• YOUR GOAL
Working from the records below, repeat exactly the lines starting at the line that contains "Q: Point to the pink flower" and ending at the line that contains "Q: Point to the pink candy", inclusive.

• Stored items
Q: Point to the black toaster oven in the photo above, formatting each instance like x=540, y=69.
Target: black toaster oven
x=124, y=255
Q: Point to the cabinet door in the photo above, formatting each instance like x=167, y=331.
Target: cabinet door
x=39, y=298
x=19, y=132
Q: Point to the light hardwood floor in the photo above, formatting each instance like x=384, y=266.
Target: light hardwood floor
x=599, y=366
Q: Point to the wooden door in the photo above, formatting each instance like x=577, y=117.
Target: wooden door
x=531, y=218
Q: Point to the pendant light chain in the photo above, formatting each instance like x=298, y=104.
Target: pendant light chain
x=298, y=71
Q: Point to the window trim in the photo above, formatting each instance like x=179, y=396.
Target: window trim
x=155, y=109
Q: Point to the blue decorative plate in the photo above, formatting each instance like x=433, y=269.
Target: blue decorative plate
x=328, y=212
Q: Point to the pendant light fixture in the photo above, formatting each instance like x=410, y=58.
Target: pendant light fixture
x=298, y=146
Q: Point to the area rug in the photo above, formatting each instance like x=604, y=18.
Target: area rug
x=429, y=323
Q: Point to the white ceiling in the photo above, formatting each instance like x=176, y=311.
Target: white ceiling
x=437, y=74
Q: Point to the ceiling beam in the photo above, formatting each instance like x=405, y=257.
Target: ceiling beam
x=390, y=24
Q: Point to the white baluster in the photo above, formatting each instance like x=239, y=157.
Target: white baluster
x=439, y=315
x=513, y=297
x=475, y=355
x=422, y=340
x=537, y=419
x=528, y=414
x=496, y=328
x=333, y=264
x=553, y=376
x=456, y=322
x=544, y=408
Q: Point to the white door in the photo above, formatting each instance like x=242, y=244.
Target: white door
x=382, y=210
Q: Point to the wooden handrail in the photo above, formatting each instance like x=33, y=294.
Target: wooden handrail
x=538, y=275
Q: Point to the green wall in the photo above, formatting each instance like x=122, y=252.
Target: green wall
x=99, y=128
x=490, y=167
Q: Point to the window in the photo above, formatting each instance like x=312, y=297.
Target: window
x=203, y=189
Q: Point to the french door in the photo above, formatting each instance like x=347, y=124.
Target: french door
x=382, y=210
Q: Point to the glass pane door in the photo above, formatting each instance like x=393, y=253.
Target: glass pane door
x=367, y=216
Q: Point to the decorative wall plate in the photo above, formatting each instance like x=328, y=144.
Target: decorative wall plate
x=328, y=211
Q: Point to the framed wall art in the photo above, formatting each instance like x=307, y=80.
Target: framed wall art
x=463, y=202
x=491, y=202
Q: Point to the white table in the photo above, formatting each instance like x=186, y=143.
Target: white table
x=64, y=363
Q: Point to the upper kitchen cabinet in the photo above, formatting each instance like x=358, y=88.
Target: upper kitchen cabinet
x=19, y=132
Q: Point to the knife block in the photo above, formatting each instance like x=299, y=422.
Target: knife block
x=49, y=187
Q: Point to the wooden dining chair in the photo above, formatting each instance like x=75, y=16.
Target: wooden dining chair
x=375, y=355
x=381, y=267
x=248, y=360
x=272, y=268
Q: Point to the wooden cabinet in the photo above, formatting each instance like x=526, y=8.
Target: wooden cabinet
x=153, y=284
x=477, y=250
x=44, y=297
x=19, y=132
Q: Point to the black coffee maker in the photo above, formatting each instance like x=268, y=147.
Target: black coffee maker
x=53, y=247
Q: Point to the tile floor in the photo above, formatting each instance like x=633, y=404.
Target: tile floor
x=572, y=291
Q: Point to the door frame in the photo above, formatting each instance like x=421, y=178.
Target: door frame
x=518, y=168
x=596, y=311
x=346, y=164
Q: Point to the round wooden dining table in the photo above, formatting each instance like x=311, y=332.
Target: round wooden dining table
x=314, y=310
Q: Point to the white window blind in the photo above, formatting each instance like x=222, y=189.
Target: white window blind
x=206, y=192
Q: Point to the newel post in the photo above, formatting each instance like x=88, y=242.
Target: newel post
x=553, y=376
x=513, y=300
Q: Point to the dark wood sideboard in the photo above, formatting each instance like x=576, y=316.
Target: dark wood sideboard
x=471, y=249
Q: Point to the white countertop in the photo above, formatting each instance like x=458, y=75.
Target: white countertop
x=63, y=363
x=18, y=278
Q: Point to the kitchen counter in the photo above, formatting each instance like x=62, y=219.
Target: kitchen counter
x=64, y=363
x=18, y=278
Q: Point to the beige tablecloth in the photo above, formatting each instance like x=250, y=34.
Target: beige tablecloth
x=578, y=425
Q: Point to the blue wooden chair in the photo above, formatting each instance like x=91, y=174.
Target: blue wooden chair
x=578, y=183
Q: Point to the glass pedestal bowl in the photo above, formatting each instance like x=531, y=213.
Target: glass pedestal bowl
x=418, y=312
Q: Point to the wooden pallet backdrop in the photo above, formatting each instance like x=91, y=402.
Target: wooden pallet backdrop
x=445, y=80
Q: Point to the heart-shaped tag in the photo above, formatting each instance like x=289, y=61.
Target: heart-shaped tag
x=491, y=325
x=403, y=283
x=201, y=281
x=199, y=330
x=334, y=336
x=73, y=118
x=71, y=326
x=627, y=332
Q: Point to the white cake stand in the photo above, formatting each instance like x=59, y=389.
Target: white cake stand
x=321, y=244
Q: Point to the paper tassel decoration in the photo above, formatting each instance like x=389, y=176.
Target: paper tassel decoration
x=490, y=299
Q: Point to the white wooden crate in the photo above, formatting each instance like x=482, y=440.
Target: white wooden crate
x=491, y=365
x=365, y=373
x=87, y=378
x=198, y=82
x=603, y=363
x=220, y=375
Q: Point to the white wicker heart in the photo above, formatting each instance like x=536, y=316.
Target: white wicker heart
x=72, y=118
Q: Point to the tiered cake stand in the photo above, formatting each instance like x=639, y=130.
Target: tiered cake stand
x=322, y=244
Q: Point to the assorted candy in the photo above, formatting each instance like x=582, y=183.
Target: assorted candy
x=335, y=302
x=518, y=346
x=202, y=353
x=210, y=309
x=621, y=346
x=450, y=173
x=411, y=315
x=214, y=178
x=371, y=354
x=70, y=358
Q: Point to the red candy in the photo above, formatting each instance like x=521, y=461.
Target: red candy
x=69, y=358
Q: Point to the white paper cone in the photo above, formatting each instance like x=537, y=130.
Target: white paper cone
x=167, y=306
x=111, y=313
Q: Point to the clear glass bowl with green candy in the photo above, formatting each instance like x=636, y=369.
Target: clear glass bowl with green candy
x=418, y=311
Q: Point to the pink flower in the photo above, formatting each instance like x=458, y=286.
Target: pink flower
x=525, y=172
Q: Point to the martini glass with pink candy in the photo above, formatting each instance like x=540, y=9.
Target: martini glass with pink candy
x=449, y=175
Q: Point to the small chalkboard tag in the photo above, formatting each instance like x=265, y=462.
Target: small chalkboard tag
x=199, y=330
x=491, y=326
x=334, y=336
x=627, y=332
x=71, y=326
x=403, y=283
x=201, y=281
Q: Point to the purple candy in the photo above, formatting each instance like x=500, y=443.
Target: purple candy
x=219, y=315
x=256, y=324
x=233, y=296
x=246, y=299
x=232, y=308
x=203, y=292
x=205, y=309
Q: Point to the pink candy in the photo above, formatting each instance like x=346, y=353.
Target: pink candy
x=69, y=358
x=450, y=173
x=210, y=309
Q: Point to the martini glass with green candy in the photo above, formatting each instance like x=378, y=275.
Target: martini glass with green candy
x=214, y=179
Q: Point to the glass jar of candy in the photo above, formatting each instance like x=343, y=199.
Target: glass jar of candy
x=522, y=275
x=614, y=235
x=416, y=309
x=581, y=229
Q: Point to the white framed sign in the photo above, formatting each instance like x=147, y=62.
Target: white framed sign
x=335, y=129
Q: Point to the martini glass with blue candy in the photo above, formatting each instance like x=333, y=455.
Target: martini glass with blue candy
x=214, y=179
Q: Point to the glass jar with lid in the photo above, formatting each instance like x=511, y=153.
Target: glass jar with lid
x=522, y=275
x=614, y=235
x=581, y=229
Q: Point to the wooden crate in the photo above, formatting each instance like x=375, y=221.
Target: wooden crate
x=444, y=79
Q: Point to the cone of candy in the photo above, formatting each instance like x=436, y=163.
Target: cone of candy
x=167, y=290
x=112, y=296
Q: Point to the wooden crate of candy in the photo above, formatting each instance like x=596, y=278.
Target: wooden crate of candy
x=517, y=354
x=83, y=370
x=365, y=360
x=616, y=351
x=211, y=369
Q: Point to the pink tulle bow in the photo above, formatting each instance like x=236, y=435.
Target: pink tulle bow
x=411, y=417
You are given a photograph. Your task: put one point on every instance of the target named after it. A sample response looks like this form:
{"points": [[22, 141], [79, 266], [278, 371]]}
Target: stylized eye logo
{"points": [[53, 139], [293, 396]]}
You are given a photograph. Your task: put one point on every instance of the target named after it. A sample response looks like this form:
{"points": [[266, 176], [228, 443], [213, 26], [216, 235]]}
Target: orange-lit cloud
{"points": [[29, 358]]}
* * *
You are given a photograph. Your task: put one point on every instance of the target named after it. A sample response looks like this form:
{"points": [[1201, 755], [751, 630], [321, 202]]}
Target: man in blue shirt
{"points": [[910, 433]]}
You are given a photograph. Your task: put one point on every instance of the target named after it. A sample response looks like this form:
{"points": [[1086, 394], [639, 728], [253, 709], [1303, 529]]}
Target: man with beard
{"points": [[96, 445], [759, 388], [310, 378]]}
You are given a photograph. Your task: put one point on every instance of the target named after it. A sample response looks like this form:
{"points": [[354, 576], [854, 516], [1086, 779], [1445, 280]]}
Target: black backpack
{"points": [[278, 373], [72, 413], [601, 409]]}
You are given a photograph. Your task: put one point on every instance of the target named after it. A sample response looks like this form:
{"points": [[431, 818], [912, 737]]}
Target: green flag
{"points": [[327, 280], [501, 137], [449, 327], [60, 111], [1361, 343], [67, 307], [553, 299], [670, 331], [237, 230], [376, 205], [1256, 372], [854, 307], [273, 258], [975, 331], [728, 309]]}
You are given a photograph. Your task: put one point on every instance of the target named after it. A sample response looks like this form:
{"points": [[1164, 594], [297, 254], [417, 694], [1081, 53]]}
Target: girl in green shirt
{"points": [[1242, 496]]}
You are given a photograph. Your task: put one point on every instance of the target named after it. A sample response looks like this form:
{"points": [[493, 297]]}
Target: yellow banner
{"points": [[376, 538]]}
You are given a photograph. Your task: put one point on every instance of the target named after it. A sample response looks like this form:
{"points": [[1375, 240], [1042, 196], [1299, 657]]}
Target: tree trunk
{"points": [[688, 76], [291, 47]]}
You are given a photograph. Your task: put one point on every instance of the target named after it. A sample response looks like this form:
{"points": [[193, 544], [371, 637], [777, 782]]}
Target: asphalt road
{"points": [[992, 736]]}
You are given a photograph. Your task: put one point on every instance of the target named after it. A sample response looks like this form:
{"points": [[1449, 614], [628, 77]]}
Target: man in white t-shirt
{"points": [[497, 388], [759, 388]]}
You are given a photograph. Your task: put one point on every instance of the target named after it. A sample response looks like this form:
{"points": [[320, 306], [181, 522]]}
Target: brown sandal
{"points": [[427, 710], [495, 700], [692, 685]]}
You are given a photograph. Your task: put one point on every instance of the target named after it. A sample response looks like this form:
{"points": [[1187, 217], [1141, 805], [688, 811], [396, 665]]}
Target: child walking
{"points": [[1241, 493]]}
...
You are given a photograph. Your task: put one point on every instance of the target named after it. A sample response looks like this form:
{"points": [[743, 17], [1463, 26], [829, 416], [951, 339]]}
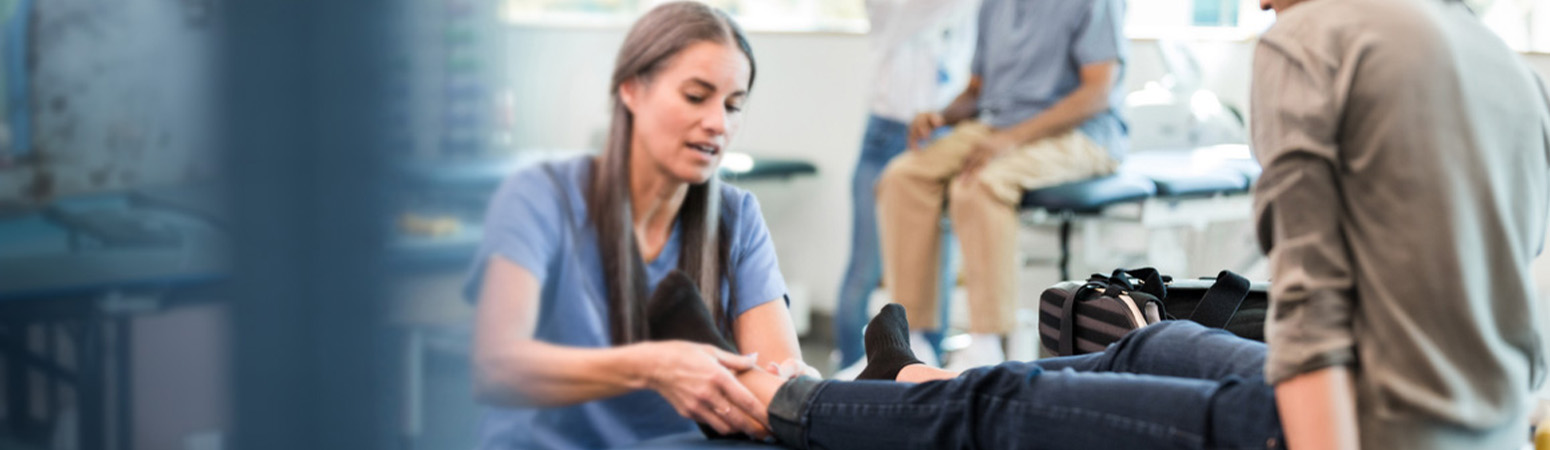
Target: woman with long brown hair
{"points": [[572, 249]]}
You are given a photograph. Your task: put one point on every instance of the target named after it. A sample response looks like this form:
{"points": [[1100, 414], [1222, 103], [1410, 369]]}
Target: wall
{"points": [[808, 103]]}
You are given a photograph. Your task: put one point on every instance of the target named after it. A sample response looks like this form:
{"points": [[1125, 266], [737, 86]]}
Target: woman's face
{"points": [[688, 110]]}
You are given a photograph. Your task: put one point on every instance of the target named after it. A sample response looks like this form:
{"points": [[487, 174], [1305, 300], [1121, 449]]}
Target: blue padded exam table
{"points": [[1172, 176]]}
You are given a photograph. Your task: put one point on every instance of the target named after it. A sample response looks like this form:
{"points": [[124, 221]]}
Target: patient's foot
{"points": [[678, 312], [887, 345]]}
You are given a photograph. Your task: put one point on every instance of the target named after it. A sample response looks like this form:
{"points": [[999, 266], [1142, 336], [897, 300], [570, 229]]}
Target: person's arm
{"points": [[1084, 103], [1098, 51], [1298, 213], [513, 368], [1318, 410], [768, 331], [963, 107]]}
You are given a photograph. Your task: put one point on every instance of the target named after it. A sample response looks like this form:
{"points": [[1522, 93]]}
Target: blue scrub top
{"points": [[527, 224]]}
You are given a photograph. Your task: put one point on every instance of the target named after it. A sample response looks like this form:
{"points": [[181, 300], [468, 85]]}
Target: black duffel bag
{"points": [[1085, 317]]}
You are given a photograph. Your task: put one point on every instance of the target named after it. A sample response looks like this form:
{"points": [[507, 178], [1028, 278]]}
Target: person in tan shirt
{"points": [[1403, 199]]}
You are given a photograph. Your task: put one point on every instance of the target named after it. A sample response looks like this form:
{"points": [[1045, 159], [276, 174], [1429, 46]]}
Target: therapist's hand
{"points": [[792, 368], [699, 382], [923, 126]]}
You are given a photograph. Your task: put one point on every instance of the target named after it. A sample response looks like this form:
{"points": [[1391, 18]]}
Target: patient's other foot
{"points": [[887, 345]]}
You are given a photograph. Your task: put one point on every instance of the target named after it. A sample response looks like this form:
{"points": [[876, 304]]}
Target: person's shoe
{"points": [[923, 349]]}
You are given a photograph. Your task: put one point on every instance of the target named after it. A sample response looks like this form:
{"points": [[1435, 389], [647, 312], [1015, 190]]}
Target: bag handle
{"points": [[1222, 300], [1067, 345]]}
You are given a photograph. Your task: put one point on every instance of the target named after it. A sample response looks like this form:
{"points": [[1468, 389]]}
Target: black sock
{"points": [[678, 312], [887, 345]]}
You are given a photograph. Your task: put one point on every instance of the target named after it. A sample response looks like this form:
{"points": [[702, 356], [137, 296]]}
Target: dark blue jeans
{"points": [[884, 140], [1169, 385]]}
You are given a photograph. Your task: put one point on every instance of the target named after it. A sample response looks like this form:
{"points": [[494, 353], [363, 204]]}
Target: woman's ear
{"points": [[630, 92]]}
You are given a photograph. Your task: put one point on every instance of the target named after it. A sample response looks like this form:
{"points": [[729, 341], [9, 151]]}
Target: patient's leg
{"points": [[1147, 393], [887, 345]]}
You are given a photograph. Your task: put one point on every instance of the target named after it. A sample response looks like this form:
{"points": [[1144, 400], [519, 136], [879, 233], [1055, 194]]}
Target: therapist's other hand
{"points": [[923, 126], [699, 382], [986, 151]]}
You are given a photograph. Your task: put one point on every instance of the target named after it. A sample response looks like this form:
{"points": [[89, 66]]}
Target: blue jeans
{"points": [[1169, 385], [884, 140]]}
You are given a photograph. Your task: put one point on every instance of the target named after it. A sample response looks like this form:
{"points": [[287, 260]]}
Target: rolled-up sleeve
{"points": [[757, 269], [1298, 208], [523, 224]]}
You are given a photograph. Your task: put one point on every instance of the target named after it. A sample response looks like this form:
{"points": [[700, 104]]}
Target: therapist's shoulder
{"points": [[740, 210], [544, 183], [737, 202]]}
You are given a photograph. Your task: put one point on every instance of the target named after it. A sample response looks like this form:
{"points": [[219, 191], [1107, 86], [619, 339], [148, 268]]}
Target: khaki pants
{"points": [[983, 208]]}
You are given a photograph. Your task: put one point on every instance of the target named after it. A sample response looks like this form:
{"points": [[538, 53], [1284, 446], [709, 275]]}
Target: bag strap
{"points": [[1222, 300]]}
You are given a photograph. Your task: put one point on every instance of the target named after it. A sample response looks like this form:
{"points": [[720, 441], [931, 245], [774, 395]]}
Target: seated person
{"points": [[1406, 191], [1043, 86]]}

• FINISHED EXERCISE
Q: Point to the pink flower in the photo above, formatting each instance like x=458, y=286.
Target: pink flower
x=525, y=172
Q: Point to the martini glass with pink candy in the photo above, formatting each instance like x=540, y=9.
Target: martini glass with pink candy
x=449, y=175
Q: Point to the small chalkboard tag in the photo above, formatting each instance like x=265, y=462.
Target: small chalkboard tag
x=199, y=330
x=491, y=326
x=334, y=336
x=627, y=332
x=71, y=326
x=403, y=283
x=201, y=281
Q: Point to the purple candy in the photo above, formatting each instance like x=500, y=443.
Target: purple candy
x=219, y=315
x=256, y=324
x=233, y=296
x=246, y=299
x=232, y=308
x=203, y=292
x=205, y=309
Q: Point to the pink candy in the photo above, formatting each instance like x=346, y=353.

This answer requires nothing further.